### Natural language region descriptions

········

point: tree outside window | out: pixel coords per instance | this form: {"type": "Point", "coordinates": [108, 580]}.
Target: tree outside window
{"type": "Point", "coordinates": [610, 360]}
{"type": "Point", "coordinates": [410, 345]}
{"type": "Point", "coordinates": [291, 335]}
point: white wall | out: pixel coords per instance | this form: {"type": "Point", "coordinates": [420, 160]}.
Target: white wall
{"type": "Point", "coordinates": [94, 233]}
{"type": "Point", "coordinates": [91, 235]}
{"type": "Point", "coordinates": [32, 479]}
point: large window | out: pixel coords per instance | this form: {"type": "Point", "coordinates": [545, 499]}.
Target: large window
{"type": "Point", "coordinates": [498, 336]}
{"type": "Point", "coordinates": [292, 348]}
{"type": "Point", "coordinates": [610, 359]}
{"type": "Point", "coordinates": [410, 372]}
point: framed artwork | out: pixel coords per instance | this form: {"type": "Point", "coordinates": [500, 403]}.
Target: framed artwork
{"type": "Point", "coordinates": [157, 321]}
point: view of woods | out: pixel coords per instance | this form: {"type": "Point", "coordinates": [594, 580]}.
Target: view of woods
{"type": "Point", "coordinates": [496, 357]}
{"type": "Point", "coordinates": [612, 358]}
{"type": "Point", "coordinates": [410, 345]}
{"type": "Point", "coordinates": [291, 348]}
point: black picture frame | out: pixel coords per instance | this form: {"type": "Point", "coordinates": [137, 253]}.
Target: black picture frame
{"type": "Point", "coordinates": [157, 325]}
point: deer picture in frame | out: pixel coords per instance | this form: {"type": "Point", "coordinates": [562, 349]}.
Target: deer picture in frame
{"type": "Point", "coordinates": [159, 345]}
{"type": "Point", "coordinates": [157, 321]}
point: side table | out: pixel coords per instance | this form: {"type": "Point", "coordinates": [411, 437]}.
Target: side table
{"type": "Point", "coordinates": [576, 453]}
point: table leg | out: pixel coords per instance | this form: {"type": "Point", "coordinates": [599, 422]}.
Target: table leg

········

### REQUIREMENT
An exact copy of every line from the one containing "point: large window" through the last line of the entries is required; please add nothing.

### RESULT OF THE TASK
point: large window | out: pixel coords per instance | this form: {"type": "Point", "coordinates": [545, 499]}.
Target: large window
{"type": "Point", "coordinates": [498, 336]}
{"type": "Point", "coordinates": [292, 348]}
{"type": "Point", "coordinates": [610, 359]}
{"type": "Point", "coordinates": [410, 372]}
point: framed artwork | out: pixel coords per instance | this form: {"type": "Point", "coordinates": [500, 403]}.
Target: framed artwork
{"type": "Point", "coordinates": [157, 321]}
point: view of woods | out: pixel coords per instance | this form: {"type": "Point", "coordinates": [594, 580]}.
Target: view of woods
{"type": "Point", "coordinates": [496, 357]}
{"type": "Point", "coordinates": [612, 358]}
{"type": "Point", "coordinates": [410, 345]}
{"type": "Point", "coordinates": [291, 348]}
point: black picture frame | out: pixel coords per instance | this form: {"type": "Point", "coordinates": [137, 253]}.
Target: black picture frame
{"type": "Point", "coordinates": [157, 325]}
point: deer picture in frame | out: pixel coords per instance | this form: {"type": "Point", "coordinates": [562, 349]}.
Target: deer picture in frame
{"type": "Point", "coordinates": [159, 345]}
{"type": "Point", "coordinates": [157, 321]}
point: side table | out: pixel coords per instance | this form: {"type": "Point", "coordinates": [411, 437]}.
Target: side table
{"type": "Point", "coordinates": [576, 453]}
point: table leg | out: pixel coords per instance | this form: {"type": "Point", "coordinates": [599, 422]}.
Target: table leg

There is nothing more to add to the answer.